### EXCERPT:
####

CBL courses encourage community service
Lily McGill | Friday, February 1, 2013
Each semester, Notre Dame’s Spanish department, in conjunction with the Center for Social Concerns (CSC), offers community-based learning (CBL) courses that allow students to integrate their Spanish language learning with community service at various partner organizations in South Bend.
“Any community-based learning program is going to be coming from a perspective of mutuality,” said Rachel Parroquin, director of Spanish service learning. “We’re looking for ways that are going to be helpful for the community partners but also meet the learning goals of our students.”
Parroquin said student involvement in CBL programs allows for interaction with native speakers, language skill improvement and intercultural competence.
“It’s almost like a mini-immersion,” she said. “Getting off campus, getting to the community, having to negotiate meaning, having to figure out ways to say things, it definitely helps them to work on strategies.”
Parroquin said students in CBL programs have the opportunity to participate in activities including mentoring middle school students, reading aloud with preschoolers in Spanish and participating in a Latino outreach program through Memorial Hospital.
“We try to have a variety of programs in terms of student interests,” she said.

####

### RECORDS PROVIDED:
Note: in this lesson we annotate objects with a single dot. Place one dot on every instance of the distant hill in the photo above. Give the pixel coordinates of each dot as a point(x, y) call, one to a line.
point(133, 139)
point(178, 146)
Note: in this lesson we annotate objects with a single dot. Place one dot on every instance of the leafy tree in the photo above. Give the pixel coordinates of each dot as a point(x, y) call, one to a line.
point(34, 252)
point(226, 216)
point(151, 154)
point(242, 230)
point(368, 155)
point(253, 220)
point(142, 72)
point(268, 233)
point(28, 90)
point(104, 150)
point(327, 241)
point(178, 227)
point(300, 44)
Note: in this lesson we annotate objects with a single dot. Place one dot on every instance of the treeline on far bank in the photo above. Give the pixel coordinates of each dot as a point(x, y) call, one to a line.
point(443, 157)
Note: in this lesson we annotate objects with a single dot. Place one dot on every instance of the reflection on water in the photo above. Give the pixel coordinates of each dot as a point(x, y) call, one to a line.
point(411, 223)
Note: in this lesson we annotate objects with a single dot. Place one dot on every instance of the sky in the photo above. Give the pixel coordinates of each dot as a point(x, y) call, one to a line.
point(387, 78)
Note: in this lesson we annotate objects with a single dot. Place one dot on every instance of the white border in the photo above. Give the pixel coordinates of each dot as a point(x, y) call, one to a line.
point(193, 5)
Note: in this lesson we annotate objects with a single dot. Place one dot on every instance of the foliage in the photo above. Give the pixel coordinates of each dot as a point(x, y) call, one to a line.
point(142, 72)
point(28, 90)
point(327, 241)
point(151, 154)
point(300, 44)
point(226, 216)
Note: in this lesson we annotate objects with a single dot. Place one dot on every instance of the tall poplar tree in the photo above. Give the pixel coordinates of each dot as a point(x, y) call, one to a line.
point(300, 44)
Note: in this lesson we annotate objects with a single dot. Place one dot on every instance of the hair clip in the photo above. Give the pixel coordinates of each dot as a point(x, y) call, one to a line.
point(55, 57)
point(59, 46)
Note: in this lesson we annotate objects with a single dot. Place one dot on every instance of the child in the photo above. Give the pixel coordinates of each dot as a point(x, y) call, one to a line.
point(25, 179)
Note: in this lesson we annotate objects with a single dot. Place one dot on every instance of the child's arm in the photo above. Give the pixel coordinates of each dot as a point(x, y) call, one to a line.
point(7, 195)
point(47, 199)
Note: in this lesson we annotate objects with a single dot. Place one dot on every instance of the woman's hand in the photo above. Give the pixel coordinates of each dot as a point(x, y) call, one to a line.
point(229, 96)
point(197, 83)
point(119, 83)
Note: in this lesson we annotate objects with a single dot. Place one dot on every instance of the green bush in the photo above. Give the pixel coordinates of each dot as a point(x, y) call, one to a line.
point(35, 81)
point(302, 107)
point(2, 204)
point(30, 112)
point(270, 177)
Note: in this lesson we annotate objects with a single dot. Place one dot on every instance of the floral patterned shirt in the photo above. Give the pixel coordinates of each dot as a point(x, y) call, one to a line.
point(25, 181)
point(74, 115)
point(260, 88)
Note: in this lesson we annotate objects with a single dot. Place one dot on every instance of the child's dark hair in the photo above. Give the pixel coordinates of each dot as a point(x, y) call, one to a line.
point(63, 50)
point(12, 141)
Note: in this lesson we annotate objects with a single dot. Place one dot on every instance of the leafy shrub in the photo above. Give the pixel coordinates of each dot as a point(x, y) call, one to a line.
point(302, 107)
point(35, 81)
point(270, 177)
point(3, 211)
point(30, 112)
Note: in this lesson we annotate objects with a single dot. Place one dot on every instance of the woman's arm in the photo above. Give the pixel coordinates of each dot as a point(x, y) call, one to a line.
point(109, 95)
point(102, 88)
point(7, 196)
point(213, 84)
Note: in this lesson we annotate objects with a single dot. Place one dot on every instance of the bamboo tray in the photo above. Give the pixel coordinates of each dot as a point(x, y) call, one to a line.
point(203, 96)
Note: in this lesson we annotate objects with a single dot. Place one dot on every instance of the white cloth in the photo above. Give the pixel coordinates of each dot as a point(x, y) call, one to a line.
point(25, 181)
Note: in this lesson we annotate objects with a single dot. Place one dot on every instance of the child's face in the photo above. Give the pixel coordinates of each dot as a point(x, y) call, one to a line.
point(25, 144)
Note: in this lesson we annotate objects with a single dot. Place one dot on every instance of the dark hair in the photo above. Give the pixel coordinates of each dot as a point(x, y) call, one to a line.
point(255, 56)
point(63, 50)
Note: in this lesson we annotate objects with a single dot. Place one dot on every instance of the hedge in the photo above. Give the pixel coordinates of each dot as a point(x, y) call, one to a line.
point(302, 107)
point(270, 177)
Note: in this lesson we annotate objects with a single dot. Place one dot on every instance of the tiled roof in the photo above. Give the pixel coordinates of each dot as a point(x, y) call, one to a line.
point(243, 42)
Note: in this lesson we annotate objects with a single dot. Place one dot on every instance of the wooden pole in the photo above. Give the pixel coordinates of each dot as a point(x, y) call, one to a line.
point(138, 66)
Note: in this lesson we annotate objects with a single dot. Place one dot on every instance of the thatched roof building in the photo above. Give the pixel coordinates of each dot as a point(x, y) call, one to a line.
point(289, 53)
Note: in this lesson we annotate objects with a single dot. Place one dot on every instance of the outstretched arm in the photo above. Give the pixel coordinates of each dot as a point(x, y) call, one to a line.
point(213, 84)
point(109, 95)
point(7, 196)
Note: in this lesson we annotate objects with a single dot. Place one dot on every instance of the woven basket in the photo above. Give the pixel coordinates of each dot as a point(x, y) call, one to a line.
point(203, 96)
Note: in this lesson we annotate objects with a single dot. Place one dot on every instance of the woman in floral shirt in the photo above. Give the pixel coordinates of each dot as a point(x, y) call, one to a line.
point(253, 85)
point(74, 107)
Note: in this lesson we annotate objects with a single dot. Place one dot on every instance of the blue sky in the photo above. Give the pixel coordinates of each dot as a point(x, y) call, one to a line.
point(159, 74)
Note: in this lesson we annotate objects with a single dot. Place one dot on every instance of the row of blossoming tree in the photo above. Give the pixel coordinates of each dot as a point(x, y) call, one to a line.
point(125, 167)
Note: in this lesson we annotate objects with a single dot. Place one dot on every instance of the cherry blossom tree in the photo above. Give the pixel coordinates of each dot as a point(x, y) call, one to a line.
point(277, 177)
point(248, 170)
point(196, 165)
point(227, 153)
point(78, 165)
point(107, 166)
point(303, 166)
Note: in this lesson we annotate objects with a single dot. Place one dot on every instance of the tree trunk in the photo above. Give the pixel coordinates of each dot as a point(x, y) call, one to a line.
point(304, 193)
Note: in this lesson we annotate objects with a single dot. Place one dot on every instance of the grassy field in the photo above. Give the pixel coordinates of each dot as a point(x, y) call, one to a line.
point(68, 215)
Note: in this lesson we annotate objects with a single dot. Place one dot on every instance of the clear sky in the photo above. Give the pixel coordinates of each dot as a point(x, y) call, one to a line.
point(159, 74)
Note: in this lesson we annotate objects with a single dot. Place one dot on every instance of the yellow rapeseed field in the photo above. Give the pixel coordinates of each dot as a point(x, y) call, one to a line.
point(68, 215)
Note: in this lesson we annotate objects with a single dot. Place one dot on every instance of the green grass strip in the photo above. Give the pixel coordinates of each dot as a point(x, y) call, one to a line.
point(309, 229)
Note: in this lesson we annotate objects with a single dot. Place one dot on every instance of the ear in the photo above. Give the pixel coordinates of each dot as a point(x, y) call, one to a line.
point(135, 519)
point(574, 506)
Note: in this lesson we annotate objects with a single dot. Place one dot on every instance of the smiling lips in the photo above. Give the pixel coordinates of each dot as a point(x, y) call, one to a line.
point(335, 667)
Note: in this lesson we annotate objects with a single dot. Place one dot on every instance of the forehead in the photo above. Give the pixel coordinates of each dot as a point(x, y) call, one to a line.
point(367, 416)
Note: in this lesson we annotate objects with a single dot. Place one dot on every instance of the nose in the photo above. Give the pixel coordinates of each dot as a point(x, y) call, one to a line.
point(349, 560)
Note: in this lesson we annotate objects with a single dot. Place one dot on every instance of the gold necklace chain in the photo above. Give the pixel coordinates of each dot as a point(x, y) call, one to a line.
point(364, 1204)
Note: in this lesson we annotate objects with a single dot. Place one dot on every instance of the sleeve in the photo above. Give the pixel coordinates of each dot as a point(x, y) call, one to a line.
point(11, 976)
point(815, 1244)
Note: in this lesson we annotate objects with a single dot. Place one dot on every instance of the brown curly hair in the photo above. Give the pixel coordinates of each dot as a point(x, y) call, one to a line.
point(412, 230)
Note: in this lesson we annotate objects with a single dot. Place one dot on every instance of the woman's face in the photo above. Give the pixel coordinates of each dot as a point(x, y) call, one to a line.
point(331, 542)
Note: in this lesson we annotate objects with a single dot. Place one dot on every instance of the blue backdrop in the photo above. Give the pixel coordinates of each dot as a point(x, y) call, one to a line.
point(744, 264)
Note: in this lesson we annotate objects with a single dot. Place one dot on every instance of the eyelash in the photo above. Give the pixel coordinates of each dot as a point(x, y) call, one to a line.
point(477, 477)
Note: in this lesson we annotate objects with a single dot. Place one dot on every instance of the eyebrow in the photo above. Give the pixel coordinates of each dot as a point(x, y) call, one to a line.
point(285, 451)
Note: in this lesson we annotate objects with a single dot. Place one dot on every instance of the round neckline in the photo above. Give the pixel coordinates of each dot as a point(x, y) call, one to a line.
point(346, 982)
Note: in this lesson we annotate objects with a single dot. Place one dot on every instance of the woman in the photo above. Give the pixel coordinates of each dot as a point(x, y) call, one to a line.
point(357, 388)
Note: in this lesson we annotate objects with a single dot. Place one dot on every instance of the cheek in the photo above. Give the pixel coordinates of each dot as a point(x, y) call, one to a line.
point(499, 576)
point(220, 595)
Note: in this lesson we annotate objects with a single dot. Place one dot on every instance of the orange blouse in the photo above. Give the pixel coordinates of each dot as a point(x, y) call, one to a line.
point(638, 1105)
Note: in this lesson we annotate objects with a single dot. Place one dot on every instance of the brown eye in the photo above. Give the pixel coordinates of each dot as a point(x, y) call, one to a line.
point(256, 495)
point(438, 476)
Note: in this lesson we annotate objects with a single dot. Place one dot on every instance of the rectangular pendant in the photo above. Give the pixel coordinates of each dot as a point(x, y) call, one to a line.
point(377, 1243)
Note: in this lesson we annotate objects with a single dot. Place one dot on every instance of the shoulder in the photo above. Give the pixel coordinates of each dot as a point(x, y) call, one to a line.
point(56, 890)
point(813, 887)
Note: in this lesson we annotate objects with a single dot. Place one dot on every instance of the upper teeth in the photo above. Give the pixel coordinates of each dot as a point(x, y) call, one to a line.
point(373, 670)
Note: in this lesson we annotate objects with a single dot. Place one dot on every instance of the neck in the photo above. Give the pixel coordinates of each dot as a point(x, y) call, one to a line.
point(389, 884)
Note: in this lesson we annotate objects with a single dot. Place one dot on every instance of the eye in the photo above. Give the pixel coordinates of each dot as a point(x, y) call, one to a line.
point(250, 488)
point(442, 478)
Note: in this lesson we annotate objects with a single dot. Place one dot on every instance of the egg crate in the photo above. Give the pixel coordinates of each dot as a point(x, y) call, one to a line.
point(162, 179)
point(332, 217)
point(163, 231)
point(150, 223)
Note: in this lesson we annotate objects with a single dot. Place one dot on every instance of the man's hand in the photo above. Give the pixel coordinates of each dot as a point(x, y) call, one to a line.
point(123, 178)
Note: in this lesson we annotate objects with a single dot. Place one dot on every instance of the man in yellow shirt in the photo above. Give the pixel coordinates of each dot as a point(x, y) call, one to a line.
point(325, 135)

####

### WHAT TO WORK ON:
Copy out the whole article on community-based learning courses word for word. The rows are separate material and have nothing to do with the article.

### ANSWER TO THIS PROBLEM:
CBL courses encourage community service
Lily McGill | Friday, February 1, 2013
Each semester, Notre Dame’s Spanish department, in conjunction with the Center for Social Concerns (CSC), offers community-based learning (CBL) courses that allow students to integrate their Spanish language learning with community service at various partner organizations in South Bend.
“Any community-based learning program is going to be coming from a perspective of mutuality,” said Rachel Parroquin, director of Spanish service learning. “We’re looking for ways that are going to be helpful for the community partners but also meet the learning goals of our students.”
Parroquin said student involvement in CBL programs allows for interaction with native speakers, language skill improvement and intercultural competence.
“It’s almost like a mini-immersion,” she said. “Getting off campus, getting to the community, having to negotiate meaning, having to figure out ways to say things, it definitely helps them to work on strategies.”
Parroquin said students in CBL programs have the opportunity to participate in activities including mentoring middle school students, reading aloud with preschoolers in Spanish and participating in a Latino outreach program through Memorial Hospital.
“We try to have a variety of programs in terms of student interests,” she said.